Switch every "concrete" in the entries below to "stone", and leave every other part of the entries unchanged.

*Data for this task*:
▬▬▬▬▬▬
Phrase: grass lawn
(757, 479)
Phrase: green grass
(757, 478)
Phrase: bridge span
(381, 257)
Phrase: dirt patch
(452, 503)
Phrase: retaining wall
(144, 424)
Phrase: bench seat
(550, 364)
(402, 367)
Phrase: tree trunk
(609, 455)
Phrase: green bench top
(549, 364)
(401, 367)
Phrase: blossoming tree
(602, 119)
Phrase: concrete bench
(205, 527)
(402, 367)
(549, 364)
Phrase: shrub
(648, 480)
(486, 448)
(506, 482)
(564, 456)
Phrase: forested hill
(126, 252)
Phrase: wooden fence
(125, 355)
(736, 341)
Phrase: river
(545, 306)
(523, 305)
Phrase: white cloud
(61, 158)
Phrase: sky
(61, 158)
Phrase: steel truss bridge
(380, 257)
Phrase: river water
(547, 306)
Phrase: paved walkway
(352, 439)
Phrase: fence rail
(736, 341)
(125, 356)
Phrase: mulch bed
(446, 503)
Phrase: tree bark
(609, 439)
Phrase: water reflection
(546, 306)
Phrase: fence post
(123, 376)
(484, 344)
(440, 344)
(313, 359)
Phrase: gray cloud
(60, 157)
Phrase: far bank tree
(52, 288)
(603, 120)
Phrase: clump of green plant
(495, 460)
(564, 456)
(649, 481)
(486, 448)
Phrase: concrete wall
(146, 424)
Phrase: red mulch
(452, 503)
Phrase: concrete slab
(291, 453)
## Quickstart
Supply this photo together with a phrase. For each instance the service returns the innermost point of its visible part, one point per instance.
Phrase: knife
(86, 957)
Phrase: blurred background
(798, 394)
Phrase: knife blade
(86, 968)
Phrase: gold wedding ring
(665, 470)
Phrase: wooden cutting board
▬▬▬▬▬▬
*Task output*:
Phrase: grass lawn
(757, 479)
Phrase: green grass
(757, 478)
Phrase: bridge span
(381, 257)
Phrase: dirt patch
(452, 503)
Phrase: retaining wall
(144, 424)
Phrase: bench seat
(550, 364)
(402, 367)
Phrase: tree trunk
(609, 455)
Phrase: green bench top
(549, 364)
(401, 367)
Phrase: blossoming tree
(602, 119)
Phrase: stone bench
(205, 527)
(402, 367)
(549, 364)
Phrase: shrub
(648, 480)
(486, 448)
(506, 482)
(564, 456)
Phrase: forested hill
(126, 252)
Phrase: wooden fence
(125, 355)
(736, 341)
Phrase: river
(545, 306)
(523, 305)
Phrase: white cloud
(61, 158)
Phrase: sky
(61, 158)
Phrase: steel truss bridge
(380, 257)
Phrase: river water
(547, 306)
Phrase: paved walkway
(352, 439)
Phrase: fence rail
(736, 341)
(125, 356)
Phrase: mulch bed
(446, 503)
Phrase: tree bark
(609, 439)
Phrase: water reflection
(546, 306)
Phrase: fence post
(123, 376)
(484, 344)
(440, 344)
(313, 359)
Phrase: gray cloud
(60, 157)
Phrase: far bank tree
(52, 288)
(603, 120)
Phrase: clump of green plant
(495, 460)
(564, 456)
(649, 481)
(486, 448)
Phrase: stone wall
(146, 424)
Phrase: red mulch
(452, 503)
Phrase: stone slab
(291, 453)
## Quickstart
Supply this photo together with a phrase. For each instance the service returns the innermost point of its visible part, one point per instance.
Phrase: knife
(86, 957)
Phrase: blurred background
(798, 394)
Phrase: knife blade
(86, 968)
Phrase: gold wedding ring
(665, 470)
Phrase: wooden cutting board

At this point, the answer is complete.